### Work to complete
Copy every record below word for word, without changing anything.

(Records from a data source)
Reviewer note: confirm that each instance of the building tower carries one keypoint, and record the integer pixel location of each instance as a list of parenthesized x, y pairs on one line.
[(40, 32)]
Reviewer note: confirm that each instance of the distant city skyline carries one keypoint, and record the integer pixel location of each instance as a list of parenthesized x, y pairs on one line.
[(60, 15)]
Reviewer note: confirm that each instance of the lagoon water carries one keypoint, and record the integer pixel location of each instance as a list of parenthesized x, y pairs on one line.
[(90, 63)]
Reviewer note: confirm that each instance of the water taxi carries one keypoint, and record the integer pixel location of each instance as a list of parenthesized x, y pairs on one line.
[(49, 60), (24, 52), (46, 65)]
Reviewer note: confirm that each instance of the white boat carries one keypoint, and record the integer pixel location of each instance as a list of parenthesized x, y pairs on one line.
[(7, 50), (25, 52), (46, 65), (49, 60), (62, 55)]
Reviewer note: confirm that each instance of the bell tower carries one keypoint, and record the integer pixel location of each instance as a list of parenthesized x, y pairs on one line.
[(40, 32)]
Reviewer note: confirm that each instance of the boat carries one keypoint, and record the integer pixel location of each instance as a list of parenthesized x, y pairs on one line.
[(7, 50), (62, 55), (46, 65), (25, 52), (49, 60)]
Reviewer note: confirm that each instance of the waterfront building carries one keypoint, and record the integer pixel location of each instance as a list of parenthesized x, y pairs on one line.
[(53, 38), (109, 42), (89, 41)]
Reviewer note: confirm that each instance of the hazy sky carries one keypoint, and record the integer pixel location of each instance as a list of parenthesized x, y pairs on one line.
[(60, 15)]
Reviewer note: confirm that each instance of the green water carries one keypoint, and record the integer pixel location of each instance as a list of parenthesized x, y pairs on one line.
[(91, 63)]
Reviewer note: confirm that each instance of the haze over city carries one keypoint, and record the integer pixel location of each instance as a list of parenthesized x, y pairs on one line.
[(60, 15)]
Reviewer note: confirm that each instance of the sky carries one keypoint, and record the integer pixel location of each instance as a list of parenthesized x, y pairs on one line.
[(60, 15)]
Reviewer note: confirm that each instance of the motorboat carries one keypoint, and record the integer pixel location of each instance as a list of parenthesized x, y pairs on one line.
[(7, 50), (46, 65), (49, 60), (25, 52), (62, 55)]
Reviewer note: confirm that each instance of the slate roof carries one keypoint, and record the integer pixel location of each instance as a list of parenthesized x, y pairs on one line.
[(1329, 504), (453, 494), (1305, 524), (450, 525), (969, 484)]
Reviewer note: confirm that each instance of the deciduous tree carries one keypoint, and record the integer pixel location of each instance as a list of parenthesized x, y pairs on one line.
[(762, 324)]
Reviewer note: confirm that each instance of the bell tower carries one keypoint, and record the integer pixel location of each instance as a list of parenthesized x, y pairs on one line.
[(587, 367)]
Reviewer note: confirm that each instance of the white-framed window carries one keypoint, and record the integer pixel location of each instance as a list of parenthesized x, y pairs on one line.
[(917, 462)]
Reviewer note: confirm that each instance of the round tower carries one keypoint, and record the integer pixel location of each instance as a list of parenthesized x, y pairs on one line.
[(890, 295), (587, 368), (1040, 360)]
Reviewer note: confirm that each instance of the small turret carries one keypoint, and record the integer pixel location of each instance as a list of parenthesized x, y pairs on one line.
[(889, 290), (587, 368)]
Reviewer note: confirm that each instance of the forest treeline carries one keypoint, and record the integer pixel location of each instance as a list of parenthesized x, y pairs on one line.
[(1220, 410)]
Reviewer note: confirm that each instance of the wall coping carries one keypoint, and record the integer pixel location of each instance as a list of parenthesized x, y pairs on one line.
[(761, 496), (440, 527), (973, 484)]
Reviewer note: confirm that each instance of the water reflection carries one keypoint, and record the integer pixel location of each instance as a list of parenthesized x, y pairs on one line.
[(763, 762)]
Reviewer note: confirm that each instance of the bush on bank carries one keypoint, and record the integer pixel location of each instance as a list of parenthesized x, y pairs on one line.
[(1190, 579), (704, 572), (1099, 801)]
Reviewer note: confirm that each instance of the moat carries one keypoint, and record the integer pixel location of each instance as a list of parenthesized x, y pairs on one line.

### The answer
Reviewer note: confirm that each instance of the building tower carries one keypoint, and record the integer pixel location of each instance as a list of parenthesized x, y pairs on one line.
[(40, 32)]
Reviewer note: confirm that each instance of the distant city skyline carries one keypoint, and record the integer pixel location of each instance as a list of parenthesized x, y pairs on one line.
[(60, 15)]
Reviewer note: confirm that each instance of the lagoon water carries one keypoint, and record the integer pixel location of each instance as a list of parenthesized x, y pairs on one line.
[(90, 63)]
Reviewer note: confirm that each instance of the water taxi carries one keypoint, and record the integer pixel location of each instance as a list of parenthesized x, y pairs on one line.
[(49, 60), (24, 52), (46, 65)]
Reviewer note: confirm that each instance of the white boat carries one keypoint, and record the integer pixel location of each instance as a list of parenthesized x, y pairs on one line.
[(7, 50), (25, 52), (46, 65), (49, 60), (62, 55)]
Reviewer note: confirm that each instance of the bell tower carries one keypoint, and record the integer pixel location of each instance as a list of parenthesized x, y pairs on one line.
[(40, 32)]
Reviewer note: confirm that each instance of the boat carries one keypoint, and record the integer pixel location of each instance as a list of parenthesized x, y pairs on one line.
[(7, 50), (62, 55), (46, 65), (25, 52), (49, 60)]
Reviewer note: confirm that each instance of the waterfront building carries one keypoint, and record the integer pixel location of each instance as a list of parenthesized x, y pairs on one line.
[(53, 38), (109, 42), (89, 41)]
Reviewer note: confirm that each instance of the hazy sky carries one keypoint, and record the integer pixel location of each instance as a list of parenthesized x, y pairs on one line.
[(60, 15)]
Reviewer note: confirm that each instance of the green water carries one keypoint, and record the integer pixel location of each instance as a list of parenthesized x, y pairs on one line.
[(91, 63)]
Reviewer note: confirm that each instance of the haze over city carries one keypoint, and record the integer pixel location of each instance as a list of parenthesized x, y pairs on one line.
[(60, 15)]
Reviewer note: confirm that each instance of the sky carries one keypoint, and record the integer pixel location of each instance as a list of parenthesized x, y pairs on one line.
[(60, 15)]
Reviewer note: confirm that each instance of the motorboat carries one keypoint, and record the integer pixel location of each instance as a list of parenthesized x, y pairs on one line.
[(7, 50), (46, 65), (49, 60), (25, 52), (62, 55)]
Reviewer note: confirm that each instance of the slate roof carries one keypoint, and record the integer pixel location of each instance as a list of parenthesized x, y pairs on one line.
[(1329, 504), (453, 494), (1305, 524), (450, 525), (969, 484)]
Reviewer note: confirm that each instance of the deciduous tree carries one keypoint, and record the integer pixel location of each instance as a list of parenthesized x, y pairs on one line.
[(762, 324)]
Reviewer note: confirm that each instance of the bell tower carries one keypoint, and record the integer pixel location of each instance as a list of parenthesized x, y pairs on one line.
[(587, 367)]
Reviewer note: confirm that each instance of the white-framed window carries one keypoint, and record the integer pixel location of each instance as a list of parenthesized x, y pairs on one line.
[(917, 462)]
Reviewer note: confirm that each instance of the round tower carries one keypoint, and record the integer pixel location of each instance as a list of parenthesized x, y pairs on one line.
[(890, 295), (587, 368), (1040, 360)]
Reviewer note: confirm that each instance of the small turret carries one keypoint, and record the integer pixel location of each instance as a list of parenthesized x, y pairs on one line.
[(889, 290), (587, 368)]
Reviewer note: confirm that each instance of the forest treeline carries one keypoint, and record the integer pixel location of each instance as a list of parenthesized x, y pairs on one line.
[(1220, 410)]
Reviewer note: confirm that each instance of the wall coping carries one keypoint, and record the integer pixel location of each instance as a list of parenthesized x, y pairs on one line.
[(761, 496), (440, 527), (973, 484)]
Reviewer note: confirm that each instance of the water reflection carries one keypoint, and record the integer pixel location of each instance as a list of parenthesized x, y pairs on one line.
[(763, 762)]
Reviewer note: confirm that each instance of the bush on bank carries one keypoint, and record the integer pixel location of each instance as a list of parenthesized x, y pairs on one line.
[(1190, 579), (704, 572), (1099, 801)]
Reviewer note: confirm that each instance of the moat carries one keypoint, and record the integer pixel location of each instance as a list of parenthesized x, y pairs on one line.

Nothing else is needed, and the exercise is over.